SUPPLIED DATA:
────

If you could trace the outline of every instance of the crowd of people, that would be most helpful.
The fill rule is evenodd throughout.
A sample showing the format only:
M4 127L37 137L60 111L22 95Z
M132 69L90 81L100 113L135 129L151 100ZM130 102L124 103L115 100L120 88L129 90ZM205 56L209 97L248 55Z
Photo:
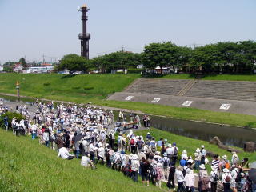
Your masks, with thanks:
M216 154L209 162L204 146L195 149L194 155L188 155L186 150L179 151L178 143L170 143L164 138L157 141L150 132L145 137L136 135L132 129L125 134L119 129L119 122L126 122L126 115L121 111L118 123L114 124L112 110L63 103L54 106L53 102L44 104L38 101L36 106L35 113L30 113L26 106L16 107L26 119L12 119L14 134L38 138L40 144L58 151L58 157L63 159L78 158L81 166L92 169L96 169L98 163L106 165L122 171L135 182L141 177L147 186L152 183L161 188L165 182L170 190L176 187L177 181L178 192L194 191L196 182L202 192L216 192L219 185L224 192L256 191L255 183L246 172L248 158L241 161L235 152L230 159L226 155ZM0 102L0 114L7 110L8 107ZM134 118L138 121L139 117L134 115ZM149 116L145 115L142 120L147 127ZM5 125L7 130L8 119ZM207 164L210 165L210 171L206 170ZM194 172L198 171L197 181Z

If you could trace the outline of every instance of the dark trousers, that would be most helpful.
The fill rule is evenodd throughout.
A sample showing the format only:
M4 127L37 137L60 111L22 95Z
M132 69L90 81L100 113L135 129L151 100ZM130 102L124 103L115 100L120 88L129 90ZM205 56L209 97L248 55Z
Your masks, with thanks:
M194 186L192 187L186 186L186 192L194 192Z
M134 180L134 182L138 182L138 171L132 171L131 178Z
M217 182L210 182L210 191L211 192L217 191Z
M168 178L167 186L169 189L175 188L174 178Z
M177 192L182 192L184 190L183 182L178 182Z
M230 192L230 183L223 183L224 186L224 192Z

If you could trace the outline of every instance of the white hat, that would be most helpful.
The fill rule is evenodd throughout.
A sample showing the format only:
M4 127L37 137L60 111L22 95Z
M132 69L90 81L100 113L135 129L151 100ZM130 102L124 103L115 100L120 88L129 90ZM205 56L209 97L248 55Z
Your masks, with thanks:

────

EXERCISE REQUIREMENTS: Print all of the entries word for word. Omit the pictures they contain.

THE RESPONSE:
If you could trace the outline of every instance of the crowd of people, that would be most helpful.
The fill rule is evenodd throughout.
A sample showing the format only:
M4 127L37 137L60 111L22 95Z
M132 69L90 81L100 113L135 129L151 100ZM130 102L124 103L115 100L120 88L129 90ZM205 56L209 97L248 55Z
Photo:
Your masks, with thanks:
M216 154L209 162L204 146L195 149L194 155L188 155L186 150L179 151L178 143L170 143L164 138L157 141L150 132L145 137L136 135L132 129L125 134L119 129L119 122L126 122L126 115L121 111L118 123L114 124L112 110L63 103L54 106L53 102L44 104L38 101L36 106L35 113L30 113L26 106L16 107L26 119L12 119L14 134L38 138L40 144L58 151L58 157L63 159L78 158L81 166L92 169L96 169L98 163L106 165L122 171L135 182L141 177L147 186L152 183L161 188L165 182L170 190L176 187L177 181L178 192L194 191L196 182L202 192L216 192L219 185L224 192L256 191L255 183L246 172L248 158L241 161L235 152L230 159L226 155ZM0 102L0 114L7 110L8 107ZM134 118L138 121L139 117L134 115ZM149 116L145 115L142 120L147 127ZM5 125L7 130L8 119ZM207 164L210 165L210 171L206 170ZM194 172L198 171L197 181Z

If you could trace the outline of every instance of the dark trousers, that would be most helpful.
The fill rule is evenodd throughout.
A sample showing the format only:
M4 127L37 137L60 111L22 95Z
M132 69L90 81L100 113L135 129L151 100ZM130 102L124 103L115 100L120 88L129 90ZM205 56L209 97L248 55Z
Your masks, with thanks:
M194 186L192 187L186 186L186 192L194 192Z
M134 180L134 182L138 182L138 171L132 171L131 178Z
M217 182L210 182L210 191L211 192L217 191Z
M168 178L167 186L169 189L175 188L174 178Z
M177 192L182 192L184 190L183 182L178 182Z
M230 192L230 183L223 183L224 186L224 192Z

If you could trace the outline of every instance of the white hat, that would be most helpful.
The fill rule is evenodd throughout.
A sample showing the format only:
M4 127L37 137L60 111L22 95Z
M132 69L90 81L100 113L135 129L151 100ZM130 102L124 103L115 100L120 88L129 90ZM205 56L209 97L248 55Z
Your masks, with thanks:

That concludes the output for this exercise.